WORK TO DO:
Rewrite the lines from the one containing "The call MUST return, for every instance of the wood" through the end of the lines, keeping the requests, and offset every coordinate in the answer points by adding 35.

TASK INPUTS:
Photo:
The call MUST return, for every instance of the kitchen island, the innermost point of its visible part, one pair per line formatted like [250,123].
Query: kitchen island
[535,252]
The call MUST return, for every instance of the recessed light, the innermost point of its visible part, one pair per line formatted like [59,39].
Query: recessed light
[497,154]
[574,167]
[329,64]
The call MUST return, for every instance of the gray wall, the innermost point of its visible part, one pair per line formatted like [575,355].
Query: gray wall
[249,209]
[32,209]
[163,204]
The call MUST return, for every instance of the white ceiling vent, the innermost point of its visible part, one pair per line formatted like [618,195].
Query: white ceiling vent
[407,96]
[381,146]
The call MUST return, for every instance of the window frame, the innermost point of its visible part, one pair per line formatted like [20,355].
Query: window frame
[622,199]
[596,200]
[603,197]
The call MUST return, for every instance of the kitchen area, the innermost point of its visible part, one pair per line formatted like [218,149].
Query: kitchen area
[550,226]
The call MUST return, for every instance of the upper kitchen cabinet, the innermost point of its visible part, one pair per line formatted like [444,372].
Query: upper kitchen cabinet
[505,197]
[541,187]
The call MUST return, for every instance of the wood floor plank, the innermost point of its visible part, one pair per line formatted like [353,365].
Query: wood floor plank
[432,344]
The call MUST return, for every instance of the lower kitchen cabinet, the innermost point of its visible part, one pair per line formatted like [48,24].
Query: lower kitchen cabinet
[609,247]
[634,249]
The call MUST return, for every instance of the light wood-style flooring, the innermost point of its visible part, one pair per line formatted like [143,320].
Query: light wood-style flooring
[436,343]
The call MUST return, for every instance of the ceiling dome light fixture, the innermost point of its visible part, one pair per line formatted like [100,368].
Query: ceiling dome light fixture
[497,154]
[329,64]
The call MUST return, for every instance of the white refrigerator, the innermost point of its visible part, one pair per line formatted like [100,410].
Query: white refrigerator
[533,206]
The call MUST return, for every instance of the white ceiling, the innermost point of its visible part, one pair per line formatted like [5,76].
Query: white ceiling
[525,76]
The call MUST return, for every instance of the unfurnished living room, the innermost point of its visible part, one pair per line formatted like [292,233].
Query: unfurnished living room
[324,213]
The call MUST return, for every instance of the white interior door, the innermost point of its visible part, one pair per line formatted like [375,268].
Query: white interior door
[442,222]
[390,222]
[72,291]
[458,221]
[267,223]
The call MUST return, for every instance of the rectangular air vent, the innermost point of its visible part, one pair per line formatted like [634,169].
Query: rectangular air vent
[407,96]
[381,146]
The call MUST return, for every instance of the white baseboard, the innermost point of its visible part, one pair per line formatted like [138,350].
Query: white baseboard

COMPLETED TASK:
The call MUST return, for every instance of the wood floor plank, the innermost point of its visible part, one pair per line formatted like [353,365].
Query: wood floor plank
[467,379]
The call MUST return, for every instance of the lower kitchen cabinet, the innermost point of its visible part, one pair per line formatted like [48,24].
Query: lower kitchen cabinet
[644,282]
[669,284]
The call MUST return, for every instance of the light wood-style flooring, the innermost point of its visible part, one pair per line formatted like [143,320].
Query: light wood-style flooring
[471,378]
The call MUST return, for every instance of the ceiling dome light fixture, the innermost point of its visible part, one pair per line formatted like [100,368].
Query: ceiling dome light fixture
[532,189]
[364,99]
The call MUST return, for every instance of the white refrigerator, the innermost point of its visible part, one pair per line formatted like [100,410].
Query: white refrigerator
[568,241]
The call MUST return, for every instance of the white ceiling, the innermost point of its visible part, one pair per line formatted like [5,76].
Query: white ceiling
[560,111]
The call MUST return, for every instance of the unfurnished living room, the innermost point of its visible part, one pair per line formatted like [292,233].
Query: unfurnished living room
[359,248]
The call MUST return, for every instance of the white interior door, the innermost point of its visible part, one pair per line formatted like [375,268].
Query: white interior door
[477,257]
[425,257]
[107,326]
[493,256]
[302,258]
The call MUST return, for every instance of the rectangular air vent, the innermost point of its visible part, one pair per line formatted like [634,169].
Query: rectangular air vent
[442,131]
[416,181]
The call MUST return, for every instance of the white baseboard, the innermost point of its visible part, one pair per line formatted like [138,350].
Query: white baseboard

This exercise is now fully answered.